_Work request 1:_
List every question that Ryan asks in the news report on the new COVID-19 variant.
_Work request 2:_
Return, word for word, everything in the news report on the new COVID-19 variant from "According to the" down to "being rolled out.".

[Passage for review]

The World Health Organisation is aware of reports that a new variant of COVID-19 has been identified in the United Kingdom, although there is no evidence to suggest that the mutation will impact the effectiveness of vaccines against the disease, WHO Health Emergencies Programme Executive Director Mike Ryan said on Monday.
UK Health Secretary Matt Hancock earlier in the day announced that a new variant of COVID-19 had been identified in the south of England, and was responsible for roughly 1,000 cases.
"We are aware of this genetic variant I think reported in about 1,000 individuals in England, and the authorities in the UK under Matt Hancock's leadership are obviously looking at the significance of this," Ryan said at a WHO virtual press briefing.
According to the WHO official, there was no evidence to suggest that the new variant of the disease would transmit more easily or undermine vaccines against COVID-19 that are being rolled out.
"Does this make this virus more serious? Does it allow the virus to transmit more easily? Does it in any way interfere with diagnostics? Would it in any way interfere with vaccine effectiveness? None of these questions have been addressed yet, and we have no information to suggest that any of that is the case," Ryan remarked.

[/Passage for review]
[Recorded information]

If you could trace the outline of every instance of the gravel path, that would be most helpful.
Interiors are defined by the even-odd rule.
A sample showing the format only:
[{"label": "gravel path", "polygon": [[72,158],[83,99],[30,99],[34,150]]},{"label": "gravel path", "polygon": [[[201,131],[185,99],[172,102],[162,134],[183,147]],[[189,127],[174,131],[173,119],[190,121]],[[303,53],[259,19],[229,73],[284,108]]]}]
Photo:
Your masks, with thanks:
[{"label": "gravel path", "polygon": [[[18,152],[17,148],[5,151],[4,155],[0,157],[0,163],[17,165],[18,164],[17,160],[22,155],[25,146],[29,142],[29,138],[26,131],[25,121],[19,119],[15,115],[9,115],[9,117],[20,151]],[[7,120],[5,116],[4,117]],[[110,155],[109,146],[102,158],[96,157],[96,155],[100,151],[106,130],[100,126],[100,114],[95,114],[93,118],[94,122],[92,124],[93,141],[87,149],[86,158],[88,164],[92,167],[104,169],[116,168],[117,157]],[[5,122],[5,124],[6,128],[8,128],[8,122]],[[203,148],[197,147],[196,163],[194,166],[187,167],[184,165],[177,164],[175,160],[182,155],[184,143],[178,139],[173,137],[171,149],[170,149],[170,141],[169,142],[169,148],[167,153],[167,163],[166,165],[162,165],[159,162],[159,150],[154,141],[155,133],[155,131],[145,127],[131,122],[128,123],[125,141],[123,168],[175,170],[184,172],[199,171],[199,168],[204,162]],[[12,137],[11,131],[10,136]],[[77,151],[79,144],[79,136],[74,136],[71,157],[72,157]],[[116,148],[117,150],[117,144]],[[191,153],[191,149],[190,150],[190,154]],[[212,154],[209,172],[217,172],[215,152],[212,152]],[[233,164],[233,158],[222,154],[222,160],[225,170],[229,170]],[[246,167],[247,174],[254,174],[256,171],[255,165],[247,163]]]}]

[/Recorded information]

_Response 1:_
- Does this make this virus more serious?
- Does it allow the virus to transmit more easily?
- Does it in any way interfere with diagnostics?
- Would it in any way interfere with vaccine effectiveness?

_Response 2:_
According to the WHO official, there was no evidence to suggest that the new variant of the disease would transmit more easily or undermine vaccines against COVID-19 that are being rolled out.